**Exercise description**
In the text below about remembering a late father, on what date did the writer's mother and father get married?

**Text provided**

=== Section Start ===

For instance, tomorrow would have been my Daddy’s 94th birthday. I’ve been thinking about him all week. I have pictured and participated in memories, little vignettes, with him for days: driving in his lap on the way out to his homeplace in Red Hill; feeding the cows; fishing in the john boat on the pond with crickets; him daring to camp at Lick Fork Lake with me; not killing me when I drove his car down the lawn and hit the fence post; and so much more.

I have also thought about his last 2 weeks dying at Providence Hospital; his waking from his coma and asking me if he was going to die and I had to tell him “yes.” I was always honest with him. He could read me and see right through me anyway, so I always told him the truth. He was a good father. He taught me all that he could, and I find myself more and more like him. Even more weird in the approach of this date is that maybe a month ago I put his ring back on my finger, no reason, but I guess it was the subliminal way of remembering or of him saying “Hello!” This ring has gone from youngest son to youngest son for at least 4 generations.

This cross-generational transmission stuff is real. I went yesterday to get a light haircut and beard trim. I don’t have much hair, and the beard is only there until I get back from Africa at the end of August. Nevertheless, I got buzzed. My beard, though trimmed, has more hair than my head. I had no idea until the barber turned me around to face the mirror. Too late to ask for your hair back, but my mind once again went to Daddy taking me up to the Bartley’s Barber Shop on the Edgefield town square, having to put my feet up on the extender on the barber’s chair. I could hear Daddy saying to Mr. Bartley, “Give him a buzz cut.” Well, Daddy, I hope you’re happy, got one yesterday.

Another for instance: I thought Cindy and I got married December 20th because we were too enthralled with each other to wait until summer – which was true, but then lately I got to thinking about all the other family wedding anniversaries. My mother’s parents, Will and Milbria Jackson, lived with us. They got married on December 25. My Mother and Daddy got married on December 23. I checked others in the family tree and there’s a bunch of December weddings. Uncanny. I cannot remember thinking about that being something we did in our clan, but it happened. The unseen tug.

But here’s what’s really on my mind. I’m still at Emory teaching – three more classes and grading papers, and I’m done, but last night I went out to see a movie: “Charlie St. Cloud.” Corny name but it sure fits the movie’s theme. I don’t want to spoil it for you, but you’ve probably seen enough of the movie’s trailers to give most of it away. Charlie keeps seeing his dead brother 5 years after the accident, plays catch with him every evening for an hour. The whole time I was sitting there I had my own flashbacks to long-ago days with Mother and Daddy.

I remembered (re-membered) the vignettes, put them back together, and thought of one of the most important parts of the Apostles’ Creed for me: “I believe in the Communion of Saints.” I believe that those in the Church Triumphant co-mingle with the Church Militant, those in heaven with those duking in out on earth, and they’re our cheerleaders, prayer warriors, trail-blazers. They’re in another mysterious dimension but if you’ll look just long enough at the periphery of your vision, there they are – not ghosts or phantasms – more like sacred memories, memories of God being made incarnate to help you out.

They are God’s gift and a vital witness of His faithfulness through all generations. Knowing this gives me peace for the past and hope for the future. Happy Birthday, Daddy! Thanks for the memories and still being there for me.

=== Section End ===

**Material supplied**
=== Section Start ===

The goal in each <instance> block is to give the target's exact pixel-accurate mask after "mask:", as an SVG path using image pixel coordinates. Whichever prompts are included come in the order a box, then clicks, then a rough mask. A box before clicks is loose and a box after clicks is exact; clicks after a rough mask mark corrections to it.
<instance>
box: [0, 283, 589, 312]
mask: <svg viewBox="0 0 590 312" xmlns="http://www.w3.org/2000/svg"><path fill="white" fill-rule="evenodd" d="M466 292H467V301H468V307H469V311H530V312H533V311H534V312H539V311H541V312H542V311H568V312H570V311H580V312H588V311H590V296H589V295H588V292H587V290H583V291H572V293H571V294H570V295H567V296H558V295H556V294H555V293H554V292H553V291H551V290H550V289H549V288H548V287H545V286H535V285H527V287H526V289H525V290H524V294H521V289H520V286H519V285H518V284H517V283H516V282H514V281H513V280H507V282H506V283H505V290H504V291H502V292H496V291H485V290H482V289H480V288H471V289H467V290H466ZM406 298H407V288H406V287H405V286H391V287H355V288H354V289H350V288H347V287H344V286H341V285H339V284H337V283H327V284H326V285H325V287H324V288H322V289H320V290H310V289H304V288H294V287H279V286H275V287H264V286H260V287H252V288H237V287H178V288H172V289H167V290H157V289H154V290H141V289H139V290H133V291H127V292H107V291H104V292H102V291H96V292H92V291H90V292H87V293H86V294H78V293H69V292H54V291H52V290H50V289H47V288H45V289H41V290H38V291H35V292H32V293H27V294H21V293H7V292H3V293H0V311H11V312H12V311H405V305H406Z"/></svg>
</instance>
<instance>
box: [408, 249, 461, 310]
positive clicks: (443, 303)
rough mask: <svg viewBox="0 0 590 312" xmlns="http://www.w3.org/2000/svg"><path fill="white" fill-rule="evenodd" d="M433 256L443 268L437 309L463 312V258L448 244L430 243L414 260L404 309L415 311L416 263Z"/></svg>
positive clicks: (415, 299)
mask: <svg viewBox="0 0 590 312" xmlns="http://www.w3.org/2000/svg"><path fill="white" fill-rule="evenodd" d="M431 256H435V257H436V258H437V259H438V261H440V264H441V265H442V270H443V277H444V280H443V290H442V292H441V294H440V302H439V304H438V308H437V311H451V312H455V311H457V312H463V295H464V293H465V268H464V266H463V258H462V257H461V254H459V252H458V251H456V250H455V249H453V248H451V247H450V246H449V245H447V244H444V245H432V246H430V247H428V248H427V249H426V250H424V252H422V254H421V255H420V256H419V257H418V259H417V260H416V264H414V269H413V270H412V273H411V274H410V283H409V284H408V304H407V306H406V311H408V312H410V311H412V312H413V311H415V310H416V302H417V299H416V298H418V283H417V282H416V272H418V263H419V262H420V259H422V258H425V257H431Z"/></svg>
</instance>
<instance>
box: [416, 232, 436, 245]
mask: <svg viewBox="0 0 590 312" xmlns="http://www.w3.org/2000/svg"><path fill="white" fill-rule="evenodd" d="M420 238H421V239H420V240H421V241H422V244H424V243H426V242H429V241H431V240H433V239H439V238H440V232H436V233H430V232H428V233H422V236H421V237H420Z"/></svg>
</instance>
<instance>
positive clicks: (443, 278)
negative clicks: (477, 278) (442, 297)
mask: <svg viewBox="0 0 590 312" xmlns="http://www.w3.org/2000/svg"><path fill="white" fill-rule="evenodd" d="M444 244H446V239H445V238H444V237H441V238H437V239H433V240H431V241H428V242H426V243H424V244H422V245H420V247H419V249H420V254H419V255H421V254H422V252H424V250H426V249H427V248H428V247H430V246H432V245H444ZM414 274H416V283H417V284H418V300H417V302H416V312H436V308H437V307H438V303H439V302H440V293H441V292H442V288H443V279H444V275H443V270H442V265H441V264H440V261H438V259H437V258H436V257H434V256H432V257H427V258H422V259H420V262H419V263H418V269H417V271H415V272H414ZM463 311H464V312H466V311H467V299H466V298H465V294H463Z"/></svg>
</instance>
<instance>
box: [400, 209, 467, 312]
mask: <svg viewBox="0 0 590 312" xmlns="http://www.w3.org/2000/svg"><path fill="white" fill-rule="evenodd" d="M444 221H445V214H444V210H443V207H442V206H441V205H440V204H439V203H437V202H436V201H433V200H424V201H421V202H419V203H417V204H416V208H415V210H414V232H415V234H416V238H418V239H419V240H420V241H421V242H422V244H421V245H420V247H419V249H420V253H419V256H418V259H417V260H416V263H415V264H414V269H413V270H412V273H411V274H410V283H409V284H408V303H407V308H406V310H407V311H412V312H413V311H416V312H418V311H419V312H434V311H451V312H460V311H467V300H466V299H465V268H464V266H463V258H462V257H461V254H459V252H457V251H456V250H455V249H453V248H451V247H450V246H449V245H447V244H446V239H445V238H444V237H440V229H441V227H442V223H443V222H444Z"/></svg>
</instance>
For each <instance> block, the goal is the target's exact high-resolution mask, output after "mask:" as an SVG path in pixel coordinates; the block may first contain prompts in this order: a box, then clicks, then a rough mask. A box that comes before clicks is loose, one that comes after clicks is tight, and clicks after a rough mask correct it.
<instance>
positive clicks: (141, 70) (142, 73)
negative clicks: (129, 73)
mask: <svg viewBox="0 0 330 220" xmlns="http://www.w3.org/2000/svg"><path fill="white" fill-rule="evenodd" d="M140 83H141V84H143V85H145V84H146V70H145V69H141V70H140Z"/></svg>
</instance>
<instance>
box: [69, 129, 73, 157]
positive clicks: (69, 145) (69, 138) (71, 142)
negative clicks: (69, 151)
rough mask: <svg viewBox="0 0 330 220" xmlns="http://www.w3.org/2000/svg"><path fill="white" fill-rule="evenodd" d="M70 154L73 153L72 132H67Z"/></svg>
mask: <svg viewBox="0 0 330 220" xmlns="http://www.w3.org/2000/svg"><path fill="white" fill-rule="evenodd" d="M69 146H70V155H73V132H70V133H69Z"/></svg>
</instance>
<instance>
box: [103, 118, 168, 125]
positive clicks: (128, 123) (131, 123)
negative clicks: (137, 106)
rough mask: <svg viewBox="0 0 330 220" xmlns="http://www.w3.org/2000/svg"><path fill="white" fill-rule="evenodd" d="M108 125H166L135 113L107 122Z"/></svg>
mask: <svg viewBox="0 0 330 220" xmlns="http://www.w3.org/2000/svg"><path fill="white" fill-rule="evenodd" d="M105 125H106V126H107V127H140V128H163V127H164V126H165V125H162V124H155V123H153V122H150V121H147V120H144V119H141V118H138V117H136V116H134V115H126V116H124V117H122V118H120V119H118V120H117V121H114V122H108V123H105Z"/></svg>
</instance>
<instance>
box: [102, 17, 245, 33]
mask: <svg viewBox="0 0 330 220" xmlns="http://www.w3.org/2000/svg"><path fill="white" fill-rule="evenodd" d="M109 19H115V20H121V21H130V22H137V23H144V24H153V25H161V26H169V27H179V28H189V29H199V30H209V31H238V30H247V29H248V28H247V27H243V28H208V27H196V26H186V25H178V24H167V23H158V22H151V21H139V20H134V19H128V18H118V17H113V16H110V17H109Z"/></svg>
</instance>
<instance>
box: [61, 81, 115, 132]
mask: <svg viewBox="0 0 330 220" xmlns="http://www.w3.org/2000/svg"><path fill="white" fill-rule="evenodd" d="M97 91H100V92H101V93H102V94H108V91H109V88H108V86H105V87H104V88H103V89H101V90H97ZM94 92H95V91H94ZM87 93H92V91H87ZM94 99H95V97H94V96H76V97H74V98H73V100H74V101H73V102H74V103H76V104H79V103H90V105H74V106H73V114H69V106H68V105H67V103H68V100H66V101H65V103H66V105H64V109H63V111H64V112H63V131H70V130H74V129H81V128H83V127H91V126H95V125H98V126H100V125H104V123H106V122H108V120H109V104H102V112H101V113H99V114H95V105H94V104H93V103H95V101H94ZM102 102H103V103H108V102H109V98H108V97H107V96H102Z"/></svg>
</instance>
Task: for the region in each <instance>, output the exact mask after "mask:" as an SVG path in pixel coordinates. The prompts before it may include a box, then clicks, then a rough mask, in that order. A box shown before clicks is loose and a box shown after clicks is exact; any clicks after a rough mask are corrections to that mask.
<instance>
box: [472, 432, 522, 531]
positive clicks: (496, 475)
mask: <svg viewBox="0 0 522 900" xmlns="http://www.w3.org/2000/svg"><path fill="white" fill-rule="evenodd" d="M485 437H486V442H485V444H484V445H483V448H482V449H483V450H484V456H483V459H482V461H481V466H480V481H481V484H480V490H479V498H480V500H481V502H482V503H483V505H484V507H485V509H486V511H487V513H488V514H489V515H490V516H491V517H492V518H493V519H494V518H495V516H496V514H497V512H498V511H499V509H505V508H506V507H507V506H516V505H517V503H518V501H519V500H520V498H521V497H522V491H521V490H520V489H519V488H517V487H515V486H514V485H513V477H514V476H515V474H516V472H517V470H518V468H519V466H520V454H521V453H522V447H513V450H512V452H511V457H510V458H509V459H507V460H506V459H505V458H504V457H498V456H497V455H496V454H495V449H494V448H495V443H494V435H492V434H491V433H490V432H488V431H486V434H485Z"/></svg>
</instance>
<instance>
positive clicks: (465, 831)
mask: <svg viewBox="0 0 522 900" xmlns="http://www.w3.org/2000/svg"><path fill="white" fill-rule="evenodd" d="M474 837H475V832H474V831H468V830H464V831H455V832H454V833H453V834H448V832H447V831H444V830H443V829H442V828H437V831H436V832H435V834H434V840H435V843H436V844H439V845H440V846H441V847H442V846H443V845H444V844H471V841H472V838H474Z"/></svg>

=== Section End ===

**Output for this task**
December 23